### SET PROBLEM:
Copy out every line, starting with the line that contains "Spot distant mountain range here." and going on through the line that contains "[5,59,791,155]". Shift each box coordinate by -130 and keep the other lines unchanged.

### RECORDS SUPPLIED:
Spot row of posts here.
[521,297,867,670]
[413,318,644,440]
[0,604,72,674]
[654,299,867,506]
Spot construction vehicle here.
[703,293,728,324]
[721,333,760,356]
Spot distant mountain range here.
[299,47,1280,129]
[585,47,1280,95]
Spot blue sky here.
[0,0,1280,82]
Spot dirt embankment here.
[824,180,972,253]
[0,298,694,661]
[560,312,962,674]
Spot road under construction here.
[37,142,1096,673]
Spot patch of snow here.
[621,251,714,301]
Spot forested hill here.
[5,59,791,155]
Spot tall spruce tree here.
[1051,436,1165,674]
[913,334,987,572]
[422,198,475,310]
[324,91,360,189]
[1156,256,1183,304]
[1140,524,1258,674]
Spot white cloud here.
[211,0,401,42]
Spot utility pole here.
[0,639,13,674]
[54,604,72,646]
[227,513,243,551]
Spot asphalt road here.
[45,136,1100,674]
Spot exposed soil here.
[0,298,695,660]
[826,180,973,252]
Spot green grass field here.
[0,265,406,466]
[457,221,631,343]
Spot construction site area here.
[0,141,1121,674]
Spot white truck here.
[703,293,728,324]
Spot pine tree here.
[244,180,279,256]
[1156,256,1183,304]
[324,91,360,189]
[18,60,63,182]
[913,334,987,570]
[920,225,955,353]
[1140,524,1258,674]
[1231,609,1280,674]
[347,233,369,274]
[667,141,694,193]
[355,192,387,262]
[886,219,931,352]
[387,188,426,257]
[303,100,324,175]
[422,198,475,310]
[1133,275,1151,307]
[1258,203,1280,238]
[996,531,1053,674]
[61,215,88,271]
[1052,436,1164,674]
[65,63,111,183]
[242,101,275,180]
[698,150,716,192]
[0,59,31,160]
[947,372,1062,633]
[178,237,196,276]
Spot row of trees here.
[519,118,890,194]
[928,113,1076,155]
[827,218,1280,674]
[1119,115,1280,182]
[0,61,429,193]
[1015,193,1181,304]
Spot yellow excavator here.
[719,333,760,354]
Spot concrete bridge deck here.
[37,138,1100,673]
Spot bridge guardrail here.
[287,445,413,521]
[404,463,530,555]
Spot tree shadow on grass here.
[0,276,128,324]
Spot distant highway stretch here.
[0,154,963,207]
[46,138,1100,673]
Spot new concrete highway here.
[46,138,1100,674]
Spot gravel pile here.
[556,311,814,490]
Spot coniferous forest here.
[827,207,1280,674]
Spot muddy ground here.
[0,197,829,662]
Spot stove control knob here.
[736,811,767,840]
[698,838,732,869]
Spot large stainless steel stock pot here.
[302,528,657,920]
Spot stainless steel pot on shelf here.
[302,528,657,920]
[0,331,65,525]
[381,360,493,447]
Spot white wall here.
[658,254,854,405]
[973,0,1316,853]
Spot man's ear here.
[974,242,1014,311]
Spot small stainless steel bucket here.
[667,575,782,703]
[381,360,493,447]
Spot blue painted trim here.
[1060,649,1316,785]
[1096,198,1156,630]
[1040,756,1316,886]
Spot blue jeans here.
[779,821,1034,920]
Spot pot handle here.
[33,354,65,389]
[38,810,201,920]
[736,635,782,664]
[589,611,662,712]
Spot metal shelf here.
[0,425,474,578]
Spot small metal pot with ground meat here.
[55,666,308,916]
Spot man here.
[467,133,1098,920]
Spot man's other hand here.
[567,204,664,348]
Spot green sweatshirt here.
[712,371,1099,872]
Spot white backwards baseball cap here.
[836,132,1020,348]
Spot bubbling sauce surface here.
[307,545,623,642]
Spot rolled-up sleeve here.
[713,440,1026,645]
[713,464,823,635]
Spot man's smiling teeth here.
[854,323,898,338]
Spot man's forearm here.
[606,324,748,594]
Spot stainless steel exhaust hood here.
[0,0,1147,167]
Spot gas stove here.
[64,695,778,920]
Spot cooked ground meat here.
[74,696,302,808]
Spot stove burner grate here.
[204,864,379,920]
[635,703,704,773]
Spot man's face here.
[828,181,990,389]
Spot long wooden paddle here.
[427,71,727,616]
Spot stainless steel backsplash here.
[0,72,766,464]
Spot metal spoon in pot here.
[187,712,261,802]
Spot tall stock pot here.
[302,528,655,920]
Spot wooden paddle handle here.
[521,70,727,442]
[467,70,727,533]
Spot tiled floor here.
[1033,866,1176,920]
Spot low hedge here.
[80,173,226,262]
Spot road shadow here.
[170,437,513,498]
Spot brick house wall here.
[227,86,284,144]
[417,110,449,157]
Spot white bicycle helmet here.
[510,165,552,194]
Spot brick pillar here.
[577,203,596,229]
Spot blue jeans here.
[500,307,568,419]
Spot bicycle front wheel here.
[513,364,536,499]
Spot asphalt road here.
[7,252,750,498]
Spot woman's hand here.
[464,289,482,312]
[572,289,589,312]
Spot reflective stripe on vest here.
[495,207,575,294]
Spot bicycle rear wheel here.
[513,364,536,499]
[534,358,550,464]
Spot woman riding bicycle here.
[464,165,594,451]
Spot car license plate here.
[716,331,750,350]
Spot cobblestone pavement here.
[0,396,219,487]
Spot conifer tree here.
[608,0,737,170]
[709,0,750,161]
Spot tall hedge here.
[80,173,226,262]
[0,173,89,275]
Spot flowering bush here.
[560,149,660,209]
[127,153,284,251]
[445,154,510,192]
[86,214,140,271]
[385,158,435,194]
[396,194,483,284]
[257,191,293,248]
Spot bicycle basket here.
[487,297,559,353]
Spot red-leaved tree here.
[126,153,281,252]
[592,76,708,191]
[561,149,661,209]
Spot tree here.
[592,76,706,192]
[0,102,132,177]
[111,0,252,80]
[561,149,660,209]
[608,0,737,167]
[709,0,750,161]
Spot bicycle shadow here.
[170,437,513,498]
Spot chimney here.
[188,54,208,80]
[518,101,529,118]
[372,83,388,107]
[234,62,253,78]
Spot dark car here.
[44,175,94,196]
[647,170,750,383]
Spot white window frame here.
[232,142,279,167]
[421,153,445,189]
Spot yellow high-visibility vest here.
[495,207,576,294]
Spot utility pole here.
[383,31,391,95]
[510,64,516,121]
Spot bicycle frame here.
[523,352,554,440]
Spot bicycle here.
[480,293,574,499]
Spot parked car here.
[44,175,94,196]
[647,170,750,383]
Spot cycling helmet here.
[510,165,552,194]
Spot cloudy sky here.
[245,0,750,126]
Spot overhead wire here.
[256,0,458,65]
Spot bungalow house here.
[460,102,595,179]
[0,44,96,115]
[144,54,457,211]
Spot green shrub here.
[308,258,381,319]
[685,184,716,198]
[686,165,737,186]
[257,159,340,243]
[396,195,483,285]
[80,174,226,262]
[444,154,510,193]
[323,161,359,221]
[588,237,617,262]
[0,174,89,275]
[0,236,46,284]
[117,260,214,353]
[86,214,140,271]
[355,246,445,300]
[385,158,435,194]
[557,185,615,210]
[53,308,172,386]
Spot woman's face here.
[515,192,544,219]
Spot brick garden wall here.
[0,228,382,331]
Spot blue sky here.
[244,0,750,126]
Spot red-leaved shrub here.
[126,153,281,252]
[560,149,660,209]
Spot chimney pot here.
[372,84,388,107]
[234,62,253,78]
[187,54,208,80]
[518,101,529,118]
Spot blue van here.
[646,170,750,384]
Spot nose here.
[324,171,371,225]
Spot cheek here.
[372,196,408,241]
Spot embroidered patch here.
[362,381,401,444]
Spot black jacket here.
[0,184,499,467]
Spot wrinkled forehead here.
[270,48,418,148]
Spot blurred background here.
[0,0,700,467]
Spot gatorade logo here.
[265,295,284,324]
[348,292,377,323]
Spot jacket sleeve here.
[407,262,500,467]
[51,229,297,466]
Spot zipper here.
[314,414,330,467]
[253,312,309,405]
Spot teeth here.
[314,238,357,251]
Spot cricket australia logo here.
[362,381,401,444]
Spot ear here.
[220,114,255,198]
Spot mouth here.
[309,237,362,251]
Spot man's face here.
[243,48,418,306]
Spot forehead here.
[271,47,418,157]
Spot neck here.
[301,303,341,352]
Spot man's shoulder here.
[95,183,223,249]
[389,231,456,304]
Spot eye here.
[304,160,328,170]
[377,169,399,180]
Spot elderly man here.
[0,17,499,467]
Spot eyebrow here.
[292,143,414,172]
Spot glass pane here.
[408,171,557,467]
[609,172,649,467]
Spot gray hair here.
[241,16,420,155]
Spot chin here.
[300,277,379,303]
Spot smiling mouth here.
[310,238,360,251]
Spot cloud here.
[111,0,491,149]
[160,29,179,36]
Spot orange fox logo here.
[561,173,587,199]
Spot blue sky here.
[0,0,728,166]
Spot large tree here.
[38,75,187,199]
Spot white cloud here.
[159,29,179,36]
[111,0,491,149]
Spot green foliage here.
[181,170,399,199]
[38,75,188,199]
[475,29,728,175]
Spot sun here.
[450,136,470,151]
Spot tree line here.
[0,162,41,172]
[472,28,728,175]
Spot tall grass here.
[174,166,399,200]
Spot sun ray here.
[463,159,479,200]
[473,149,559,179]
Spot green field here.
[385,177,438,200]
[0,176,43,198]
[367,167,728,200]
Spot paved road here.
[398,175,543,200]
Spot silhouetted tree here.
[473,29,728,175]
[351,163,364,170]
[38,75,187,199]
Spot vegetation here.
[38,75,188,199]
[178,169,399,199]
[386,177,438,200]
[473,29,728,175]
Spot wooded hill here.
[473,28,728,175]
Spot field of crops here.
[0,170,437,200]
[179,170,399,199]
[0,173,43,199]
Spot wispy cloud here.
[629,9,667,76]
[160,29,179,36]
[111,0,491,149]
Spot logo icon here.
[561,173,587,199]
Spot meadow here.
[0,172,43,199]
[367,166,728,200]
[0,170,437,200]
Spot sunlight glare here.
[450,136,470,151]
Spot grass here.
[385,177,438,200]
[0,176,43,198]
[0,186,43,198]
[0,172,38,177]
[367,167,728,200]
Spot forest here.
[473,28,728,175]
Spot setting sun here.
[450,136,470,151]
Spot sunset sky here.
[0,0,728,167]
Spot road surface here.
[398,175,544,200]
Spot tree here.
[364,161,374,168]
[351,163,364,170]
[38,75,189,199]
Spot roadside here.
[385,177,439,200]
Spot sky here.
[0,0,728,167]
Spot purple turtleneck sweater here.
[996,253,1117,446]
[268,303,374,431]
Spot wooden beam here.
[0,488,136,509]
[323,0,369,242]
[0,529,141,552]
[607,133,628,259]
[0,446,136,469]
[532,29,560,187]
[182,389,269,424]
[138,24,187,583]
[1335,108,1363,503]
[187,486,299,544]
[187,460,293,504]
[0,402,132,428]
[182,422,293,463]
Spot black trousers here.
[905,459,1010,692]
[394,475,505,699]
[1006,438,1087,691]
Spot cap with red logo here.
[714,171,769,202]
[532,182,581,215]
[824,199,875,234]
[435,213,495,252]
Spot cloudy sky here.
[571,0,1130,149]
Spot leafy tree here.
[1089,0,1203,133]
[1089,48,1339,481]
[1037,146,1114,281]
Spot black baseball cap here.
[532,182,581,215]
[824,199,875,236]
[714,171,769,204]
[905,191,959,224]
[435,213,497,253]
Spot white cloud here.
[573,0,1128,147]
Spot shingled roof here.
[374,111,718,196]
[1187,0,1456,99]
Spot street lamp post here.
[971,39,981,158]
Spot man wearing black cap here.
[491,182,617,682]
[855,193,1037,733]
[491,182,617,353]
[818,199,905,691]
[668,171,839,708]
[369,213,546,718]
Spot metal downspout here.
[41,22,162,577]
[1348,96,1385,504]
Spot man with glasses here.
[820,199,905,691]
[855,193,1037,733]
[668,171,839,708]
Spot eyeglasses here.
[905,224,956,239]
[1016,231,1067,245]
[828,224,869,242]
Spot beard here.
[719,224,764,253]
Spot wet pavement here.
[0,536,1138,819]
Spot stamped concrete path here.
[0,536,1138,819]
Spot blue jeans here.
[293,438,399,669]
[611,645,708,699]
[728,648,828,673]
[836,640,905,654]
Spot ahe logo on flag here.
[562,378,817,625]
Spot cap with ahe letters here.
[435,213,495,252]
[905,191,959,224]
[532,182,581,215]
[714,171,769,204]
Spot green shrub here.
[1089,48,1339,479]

### ANSWER FOR THIS EXERCISE:
Spot distant mountain range here.
[169,-83,1150,-1]
[455,-83,1150,-35]
Spot blue sky here.
[-130,-130,1150,-48]
Spot dirt embankment here.
[694,50,842,123]
[-130,168,564,531]
[430,182,832,544]
Spot road under construction here.
[-93,12,966,543]
Spot patch of snow here.
[491,121,584,171]
Spot forested hill here.
[-125,-71,661,25]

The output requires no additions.